» **Set task**
Render the listing below as a Markdown table with two columns, Row and Line, giving each line a row number and leaving out blank lines. Include only the lines from the one containing "pixel 586 383." up to and including the one containing "pixel 200 115".
+++++
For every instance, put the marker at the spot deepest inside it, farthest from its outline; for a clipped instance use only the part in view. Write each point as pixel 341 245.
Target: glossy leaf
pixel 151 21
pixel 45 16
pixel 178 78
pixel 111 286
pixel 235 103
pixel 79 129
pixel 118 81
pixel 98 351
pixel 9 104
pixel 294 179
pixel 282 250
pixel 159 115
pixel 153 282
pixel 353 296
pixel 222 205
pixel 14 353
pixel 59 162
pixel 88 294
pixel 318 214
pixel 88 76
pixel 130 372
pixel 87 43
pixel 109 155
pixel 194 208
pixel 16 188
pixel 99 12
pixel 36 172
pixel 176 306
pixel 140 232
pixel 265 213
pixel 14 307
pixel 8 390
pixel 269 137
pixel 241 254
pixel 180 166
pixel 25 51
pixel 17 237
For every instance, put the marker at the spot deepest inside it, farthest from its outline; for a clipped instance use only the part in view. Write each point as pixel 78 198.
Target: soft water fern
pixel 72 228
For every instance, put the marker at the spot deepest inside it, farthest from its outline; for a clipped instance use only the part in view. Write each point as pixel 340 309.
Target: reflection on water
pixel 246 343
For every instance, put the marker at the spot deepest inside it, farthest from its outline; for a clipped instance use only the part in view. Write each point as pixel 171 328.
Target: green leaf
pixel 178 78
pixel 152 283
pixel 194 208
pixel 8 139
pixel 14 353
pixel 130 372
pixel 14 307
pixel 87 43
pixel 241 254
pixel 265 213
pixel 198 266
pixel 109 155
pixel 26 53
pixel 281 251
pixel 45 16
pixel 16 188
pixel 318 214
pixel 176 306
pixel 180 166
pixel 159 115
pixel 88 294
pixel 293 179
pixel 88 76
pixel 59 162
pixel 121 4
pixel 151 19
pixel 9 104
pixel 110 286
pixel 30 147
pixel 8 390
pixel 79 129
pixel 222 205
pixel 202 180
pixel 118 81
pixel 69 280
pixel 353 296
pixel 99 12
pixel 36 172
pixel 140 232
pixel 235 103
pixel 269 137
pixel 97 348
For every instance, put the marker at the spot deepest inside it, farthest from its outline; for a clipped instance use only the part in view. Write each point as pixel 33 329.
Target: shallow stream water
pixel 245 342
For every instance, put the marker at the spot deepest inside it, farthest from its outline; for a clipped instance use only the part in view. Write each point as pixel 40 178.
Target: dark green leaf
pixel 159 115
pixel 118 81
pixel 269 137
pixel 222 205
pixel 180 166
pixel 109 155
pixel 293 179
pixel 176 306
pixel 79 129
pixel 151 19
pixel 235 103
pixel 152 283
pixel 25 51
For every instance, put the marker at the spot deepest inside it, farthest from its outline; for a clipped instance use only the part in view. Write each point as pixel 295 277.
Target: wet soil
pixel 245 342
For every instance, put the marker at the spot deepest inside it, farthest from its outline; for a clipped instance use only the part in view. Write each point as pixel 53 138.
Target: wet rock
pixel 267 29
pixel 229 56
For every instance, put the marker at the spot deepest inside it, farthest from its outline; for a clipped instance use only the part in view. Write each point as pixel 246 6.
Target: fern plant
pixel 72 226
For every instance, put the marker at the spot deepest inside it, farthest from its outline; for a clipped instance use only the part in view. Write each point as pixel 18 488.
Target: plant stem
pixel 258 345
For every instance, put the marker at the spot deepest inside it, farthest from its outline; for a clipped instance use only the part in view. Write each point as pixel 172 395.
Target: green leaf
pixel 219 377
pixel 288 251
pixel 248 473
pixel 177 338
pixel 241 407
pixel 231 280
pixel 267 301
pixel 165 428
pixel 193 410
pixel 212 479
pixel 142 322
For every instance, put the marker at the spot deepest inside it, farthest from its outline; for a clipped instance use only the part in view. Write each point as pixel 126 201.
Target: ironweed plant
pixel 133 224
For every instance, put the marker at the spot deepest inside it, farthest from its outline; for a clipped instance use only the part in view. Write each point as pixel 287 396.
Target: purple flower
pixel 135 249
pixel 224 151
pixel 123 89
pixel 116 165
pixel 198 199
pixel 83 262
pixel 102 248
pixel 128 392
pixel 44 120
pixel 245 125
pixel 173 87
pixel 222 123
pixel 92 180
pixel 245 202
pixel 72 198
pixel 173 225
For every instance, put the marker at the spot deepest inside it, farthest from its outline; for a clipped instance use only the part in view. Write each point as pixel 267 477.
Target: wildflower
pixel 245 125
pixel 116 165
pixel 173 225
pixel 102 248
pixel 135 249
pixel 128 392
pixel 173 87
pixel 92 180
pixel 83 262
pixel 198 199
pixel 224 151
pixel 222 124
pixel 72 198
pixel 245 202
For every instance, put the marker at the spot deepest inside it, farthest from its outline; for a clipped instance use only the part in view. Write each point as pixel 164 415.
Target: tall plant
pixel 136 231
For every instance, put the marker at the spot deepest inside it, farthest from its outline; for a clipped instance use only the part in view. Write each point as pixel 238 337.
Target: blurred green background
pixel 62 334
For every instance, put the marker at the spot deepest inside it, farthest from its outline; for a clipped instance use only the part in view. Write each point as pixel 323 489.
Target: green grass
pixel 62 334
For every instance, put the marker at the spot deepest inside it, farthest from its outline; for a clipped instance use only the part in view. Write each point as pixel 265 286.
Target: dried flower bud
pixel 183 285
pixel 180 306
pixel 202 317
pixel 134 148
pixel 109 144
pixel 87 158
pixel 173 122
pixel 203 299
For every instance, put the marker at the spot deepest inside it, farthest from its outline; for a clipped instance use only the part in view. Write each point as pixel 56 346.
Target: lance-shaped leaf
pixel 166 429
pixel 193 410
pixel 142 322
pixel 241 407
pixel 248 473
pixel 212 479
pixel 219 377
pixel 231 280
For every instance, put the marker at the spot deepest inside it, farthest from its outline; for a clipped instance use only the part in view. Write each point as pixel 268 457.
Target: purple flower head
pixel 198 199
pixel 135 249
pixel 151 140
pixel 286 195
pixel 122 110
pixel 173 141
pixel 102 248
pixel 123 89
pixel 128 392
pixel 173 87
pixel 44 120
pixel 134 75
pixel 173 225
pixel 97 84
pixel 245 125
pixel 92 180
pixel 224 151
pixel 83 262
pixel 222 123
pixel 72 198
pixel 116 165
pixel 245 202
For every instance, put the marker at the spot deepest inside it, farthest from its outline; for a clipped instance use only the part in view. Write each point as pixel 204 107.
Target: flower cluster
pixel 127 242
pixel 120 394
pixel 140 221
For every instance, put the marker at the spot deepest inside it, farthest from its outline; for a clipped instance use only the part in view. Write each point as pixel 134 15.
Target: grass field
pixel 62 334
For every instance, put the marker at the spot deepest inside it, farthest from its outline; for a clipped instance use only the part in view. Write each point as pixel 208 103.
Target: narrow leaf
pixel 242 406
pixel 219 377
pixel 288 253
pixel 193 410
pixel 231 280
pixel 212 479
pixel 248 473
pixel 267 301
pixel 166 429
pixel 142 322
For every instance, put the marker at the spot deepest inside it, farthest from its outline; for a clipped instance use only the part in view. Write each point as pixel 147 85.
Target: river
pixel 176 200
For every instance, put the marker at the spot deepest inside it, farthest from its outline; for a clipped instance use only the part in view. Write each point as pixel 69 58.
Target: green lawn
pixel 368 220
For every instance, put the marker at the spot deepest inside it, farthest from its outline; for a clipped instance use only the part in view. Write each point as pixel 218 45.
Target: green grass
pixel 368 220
+++++
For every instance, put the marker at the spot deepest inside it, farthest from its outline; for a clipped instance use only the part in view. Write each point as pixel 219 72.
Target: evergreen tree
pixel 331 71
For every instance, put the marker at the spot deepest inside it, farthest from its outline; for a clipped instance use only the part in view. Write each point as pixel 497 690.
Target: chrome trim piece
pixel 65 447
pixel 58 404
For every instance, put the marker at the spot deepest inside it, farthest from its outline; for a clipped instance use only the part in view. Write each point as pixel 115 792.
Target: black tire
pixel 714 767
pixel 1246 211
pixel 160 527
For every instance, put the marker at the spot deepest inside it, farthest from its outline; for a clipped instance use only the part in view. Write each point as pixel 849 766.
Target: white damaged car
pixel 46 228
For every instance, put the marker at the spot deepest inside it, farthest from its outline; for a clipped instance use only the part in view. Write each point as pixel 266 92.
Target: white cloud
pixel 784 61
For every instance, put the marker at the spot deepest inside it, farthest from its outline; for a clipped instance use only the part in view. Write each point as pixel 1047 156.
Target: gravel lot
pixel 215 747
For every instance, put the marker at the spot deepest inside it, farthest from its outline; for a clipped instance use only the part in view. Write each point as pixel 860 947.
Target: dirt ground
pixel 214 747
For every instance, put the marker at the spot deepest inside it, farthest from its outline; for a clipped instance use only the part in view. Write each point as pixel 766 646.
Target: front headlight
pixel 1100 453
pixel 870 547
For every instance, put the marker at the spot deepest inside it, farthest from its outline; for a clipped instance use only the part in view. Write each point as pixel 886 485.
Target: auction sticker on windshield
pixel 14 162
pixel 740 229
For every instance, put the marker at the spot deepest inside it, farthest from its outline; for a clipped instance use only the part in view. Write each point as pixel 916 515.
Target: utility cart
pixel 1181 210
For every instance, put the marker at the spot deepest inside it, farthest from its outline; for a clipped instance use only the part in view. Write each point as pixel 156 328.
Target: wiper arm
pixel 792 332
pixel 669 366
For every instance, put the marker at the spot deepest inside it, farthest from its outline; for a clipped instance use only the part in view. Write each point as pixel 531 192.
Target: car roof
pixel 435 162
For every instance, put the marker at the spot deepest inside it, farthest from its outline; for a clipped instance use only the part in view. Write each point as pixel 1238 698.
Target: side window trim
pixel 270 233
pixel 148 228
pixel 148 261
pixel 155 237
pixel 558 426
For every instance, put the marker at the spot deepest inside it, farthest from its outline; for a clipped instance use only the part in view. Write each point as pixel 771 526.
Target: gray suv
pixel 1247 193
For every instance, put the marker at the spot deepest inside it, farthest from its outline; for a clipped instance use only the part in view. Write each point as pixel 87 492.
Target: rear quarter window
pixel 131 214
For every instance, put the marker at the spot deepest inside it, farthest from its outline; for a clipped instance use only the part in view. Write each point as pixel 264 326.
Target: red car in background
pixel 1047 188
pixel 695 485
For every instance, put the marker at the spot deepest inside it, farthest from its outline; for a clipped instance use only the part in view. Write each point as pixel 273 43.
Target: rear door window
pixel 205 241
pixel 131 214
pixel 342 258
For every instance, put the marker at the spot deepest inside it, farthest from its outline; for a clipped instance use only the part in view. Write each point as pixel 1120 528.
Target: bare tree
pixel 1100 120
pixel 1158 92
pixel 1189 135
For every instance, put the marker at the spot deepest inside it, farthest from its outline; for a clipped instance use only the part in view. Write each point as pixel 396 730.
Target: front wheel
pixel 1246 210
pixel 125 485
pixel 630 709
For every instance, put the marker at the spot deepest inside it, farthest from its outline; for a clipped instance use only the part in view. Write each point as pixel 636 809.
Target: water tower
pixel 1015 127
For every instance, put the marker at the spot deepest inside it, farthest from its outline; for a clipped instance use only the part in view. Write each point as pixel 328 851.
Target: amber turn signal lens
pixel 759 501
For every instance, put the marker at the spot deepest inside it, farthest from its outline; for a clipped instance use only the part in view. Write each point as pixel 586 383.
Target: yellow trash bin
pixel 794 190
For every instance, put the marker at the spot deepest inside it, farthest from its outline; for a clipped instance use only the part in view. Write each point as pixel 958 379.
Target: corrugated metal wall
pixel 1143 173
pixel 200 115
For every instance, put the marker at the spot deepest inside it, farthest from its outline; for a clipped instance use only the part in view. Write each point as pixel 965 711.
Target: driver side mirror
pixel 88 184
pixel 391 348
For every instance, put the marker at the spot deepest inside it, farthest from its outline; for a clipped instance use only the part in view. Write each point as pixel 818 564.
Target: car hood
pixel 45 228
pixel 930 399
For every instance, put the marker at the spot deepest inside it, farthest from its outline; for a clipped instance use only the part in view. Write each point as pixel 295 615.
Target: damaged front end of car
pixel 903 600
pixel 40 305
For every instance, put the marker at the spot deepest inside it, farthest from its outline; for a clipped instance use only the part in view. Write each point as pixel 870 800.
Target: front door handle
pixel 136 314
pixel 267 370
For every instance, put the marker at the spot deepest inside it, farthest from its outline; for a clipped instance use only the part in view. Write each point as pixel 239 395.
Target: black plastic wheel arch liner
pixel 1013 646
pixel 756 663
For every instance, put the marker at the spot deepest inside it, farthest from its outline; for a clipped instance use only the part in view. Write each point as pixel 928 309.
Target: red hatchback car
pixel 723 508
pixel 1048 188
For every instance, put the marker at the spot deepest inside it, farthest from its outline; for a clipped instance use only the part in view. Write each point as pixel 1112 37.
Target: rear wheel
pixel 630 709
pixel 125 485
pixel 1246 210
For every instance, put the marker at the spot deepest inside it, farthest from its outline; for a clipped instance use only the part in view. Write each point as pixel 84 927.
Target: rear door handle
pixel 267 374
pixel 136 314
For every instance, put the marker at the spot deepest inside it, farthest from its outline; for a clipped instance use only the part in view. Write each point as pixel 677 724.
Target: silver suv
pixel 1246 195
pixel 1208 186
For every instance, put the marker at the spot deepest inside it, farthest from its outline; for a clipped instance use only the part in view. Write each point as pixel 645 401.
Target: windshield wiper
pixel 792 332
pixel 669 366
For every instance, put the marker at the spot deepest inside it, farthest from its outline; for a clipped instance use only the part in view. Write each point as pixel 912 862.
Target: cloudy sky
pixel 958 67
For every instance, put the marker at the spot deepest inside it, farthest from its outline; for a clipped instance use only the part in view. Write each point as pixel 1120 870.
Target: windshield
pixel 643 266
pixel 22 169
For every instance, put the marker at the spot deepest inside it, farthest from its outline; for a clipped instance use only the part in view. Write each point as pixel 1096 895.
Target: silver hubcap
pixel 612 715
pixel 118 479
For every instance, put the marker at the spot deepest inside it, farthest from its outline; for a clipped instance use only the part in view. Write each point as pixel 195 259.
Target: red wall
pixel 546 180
+++++
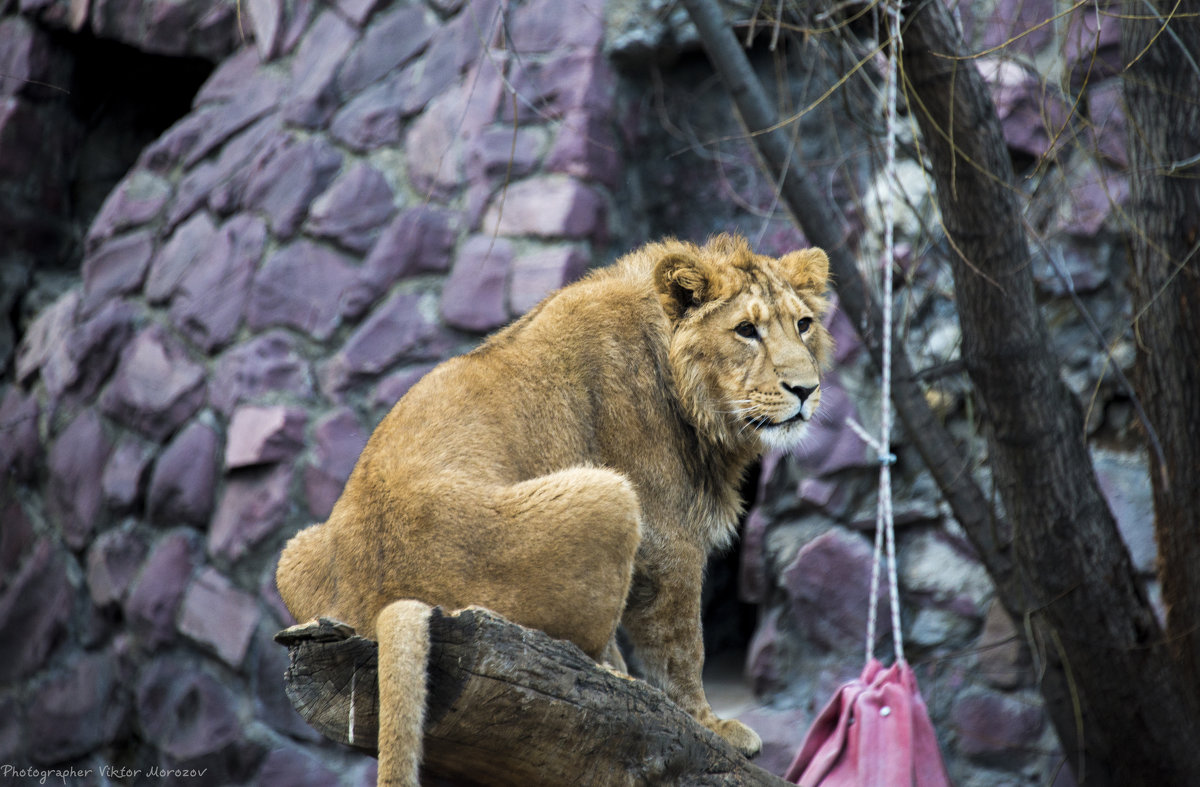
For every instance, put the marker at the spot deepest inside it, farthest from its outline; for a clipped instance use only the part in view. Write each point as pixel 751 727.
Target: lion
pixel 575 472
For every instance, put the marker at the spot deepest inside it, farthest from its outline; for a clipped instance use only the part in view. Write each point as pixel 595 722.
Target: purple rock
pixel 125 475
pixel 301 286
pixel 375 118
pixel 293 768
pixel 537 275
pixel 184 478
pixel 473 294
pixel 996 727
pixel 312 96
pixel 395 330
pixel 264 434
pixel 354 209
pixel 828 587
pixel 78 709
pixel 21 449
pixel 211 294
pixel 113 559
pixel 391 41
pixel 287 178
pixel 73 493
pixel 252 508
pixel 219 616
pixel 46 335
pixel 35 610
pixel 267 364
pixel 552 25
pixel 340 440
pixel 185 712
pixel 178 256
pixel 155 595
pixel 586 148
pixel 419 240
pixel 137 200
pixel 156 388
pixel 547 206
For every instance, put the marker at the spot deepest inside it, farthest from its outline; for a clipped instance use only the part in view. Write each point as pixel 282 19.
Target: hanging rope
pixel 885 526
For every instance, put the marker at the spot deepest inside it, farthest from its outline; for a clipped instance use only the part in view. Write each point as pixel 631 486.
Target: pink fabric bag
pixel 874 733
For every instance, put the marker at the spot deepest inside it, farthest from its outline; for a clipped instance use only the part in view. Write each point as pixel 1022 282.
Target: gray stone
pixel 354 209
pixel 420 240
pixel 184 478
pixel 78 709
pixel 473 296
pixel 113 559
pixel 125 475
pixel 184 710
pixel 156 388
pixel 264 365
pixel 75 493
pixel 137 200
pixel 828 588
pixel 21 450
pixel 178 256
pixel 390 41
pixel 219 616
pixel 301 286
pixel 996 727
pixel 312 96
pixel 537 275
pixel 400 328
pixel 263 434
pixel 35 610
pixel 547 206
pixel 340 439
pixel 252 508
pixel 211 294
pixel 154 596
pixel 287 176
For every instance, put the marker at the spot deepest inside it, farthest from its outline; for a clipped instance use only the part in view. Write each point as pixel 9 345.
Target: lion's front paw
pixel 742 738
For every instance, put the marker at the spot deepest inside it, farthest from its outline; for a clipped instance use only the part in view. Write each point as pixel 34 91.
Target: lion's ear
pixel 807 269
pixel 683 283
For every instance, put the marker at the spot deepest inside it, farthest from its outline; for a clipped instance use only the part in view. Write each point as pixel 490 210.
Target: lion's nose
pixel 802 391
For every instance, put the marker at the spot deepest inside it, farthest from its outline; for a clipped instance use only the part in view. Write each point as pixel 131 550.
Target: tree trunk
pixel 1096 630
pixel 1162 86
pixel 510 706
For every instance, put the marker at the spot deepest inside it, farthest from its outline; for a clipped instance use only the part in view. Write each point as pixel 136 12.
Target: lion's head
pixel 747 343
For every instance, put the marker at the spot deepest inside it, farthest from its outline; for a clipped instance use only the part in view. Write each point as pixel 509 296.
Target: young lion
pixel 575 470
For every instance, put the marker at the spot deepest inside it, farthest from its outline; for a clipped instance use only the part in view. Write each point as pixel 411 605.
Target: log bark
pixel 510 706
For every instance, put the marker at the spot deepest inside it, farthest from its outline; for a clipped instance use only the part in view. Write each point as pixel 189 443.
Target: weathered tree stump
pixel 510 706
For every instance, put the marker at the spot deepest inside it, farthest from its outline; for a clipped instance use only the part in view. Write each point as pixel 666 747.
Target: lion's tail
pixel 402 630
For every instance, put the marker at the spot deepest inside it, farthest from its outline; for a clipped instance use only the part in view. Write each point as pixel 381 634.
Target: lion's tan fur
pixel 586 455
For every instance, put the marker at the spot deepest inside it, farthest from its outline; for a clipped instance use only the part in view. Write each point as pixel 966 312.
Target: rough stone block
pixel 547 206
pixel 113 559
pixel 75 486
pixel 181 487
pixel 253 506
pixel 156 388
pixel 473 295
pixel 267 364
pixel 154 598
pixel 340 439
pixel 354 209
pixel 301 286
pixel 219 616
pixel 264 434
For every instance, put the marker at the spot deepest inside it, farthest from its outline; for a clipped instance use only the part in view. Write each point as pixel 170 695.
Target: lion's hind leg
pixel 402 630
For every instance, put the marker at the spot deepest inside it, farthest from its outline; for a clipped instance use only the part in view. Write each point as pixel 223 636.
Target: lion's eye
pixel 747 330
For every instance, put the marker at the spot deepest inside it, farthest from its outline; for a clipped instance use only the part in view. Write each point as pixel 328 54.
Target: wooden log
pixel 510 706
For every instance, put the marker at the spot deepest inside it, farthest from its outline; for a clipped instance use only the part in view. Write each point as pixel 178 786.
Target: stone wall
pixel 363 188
+++++
» **Result of the task**
| Row | Line |
|---|---|
| 1 | For every instance, put the marker at the spot deepest inside it, farthest from its outline; for a clipped instance use only the part in view. Write each point as pixel 586 383. |
| 2 | Target: yellow trash bin |
| 3 | pixel 794 190 |
| 4 | For every instance, put the marker at the spot deepest inside it, farthest from its outline; for a clipped instance use only the part in view. Write each point as pixel 958 379. |
| 5 | Target: corrugated metal wall |
| 6 | pixel 1143 173 |
| 7 | pixel 200 115 |